#### Your objective:
Quote the passage about Harry Grisedale's years with Prescot Cables word for word, from "During the 1955-56" up to and including "in April 1958.".

START Text for analysis

In those days of capped wages and reduced close-season retainers for professional footballers, Harry could probably earn more picking up his match fee and his weekly wage from employment in Prescot. Glyn Williams’ profile of Harry noted that Grisedale’s father, Stanley, had not only suffered a disabling firearms injury in the arm, but was also blinded in the Great War, and Harry had stayed put to look after him.


In October 1953, Grisedale was singled out for special praise, as he tried to stem the tide during a 9 - 0 thrashing by Wigan Athletic in the Lancashire Combination - at the time Cables’ heaviest ever defeat.


By 1954, the local press was calling Grisedale “the best defender the club have had since the war”.


In April 1955 Grisedale was granted a benefit match, after five years service with Cables. The match raised over a £100, including a generous donation of 10 Guineas (£10 10 shillings - £10.50) from Aston Villa FC., who clearly appreciated his abilities, even though they hadn’t persuaded him to move to the Midlands.


During the 1955-56 season, Grisedale was switched from full back to outside left, and this proved to be a success. He scored 15 goals in the 1955-56 season, including a hat-trick against Clitheroe. The same season witnessed his 300th appearance, with the 400th following in April 1958.


In October 1958 Harry was selected to play for a Lancashire Combination XI in 6 - 2 defeat to a touring South African team at Springfield Park, Wigan. Two months earlier Harry had been named Prescot Cables’ captain. It wasn’t for the first time, having previously led the team during the 1954-55 season. However, just a month or so later, he voluntarily stepped down from the role, saying that the extra responsibility as captain was affecting his play and admitting that his own form had been below par.

END Text for analysis
START Recorded information

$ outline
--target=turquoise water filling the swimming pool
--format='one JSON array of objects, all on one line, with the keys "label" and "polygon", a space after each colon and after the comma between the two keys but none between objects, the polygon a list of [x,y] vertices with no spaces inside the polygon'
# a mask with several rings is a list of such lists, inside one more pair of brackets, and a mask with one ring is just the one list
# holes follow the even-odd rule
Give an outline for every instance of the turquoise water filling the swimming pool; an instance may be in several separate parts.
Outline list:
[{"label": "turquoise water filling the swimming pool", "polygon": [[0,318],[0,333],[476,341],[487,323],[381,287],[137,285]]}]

END Recorded information

#### Response for this exercise:
During the 1955-56 season, Grisedale was switched from full back to outside left, and this proved to be a success. He scored 15 goals in the 1955-56 season, including a hat-trick against Clitheroe. The same season witnessed his 300th appearance, with the 400th following in April 1958.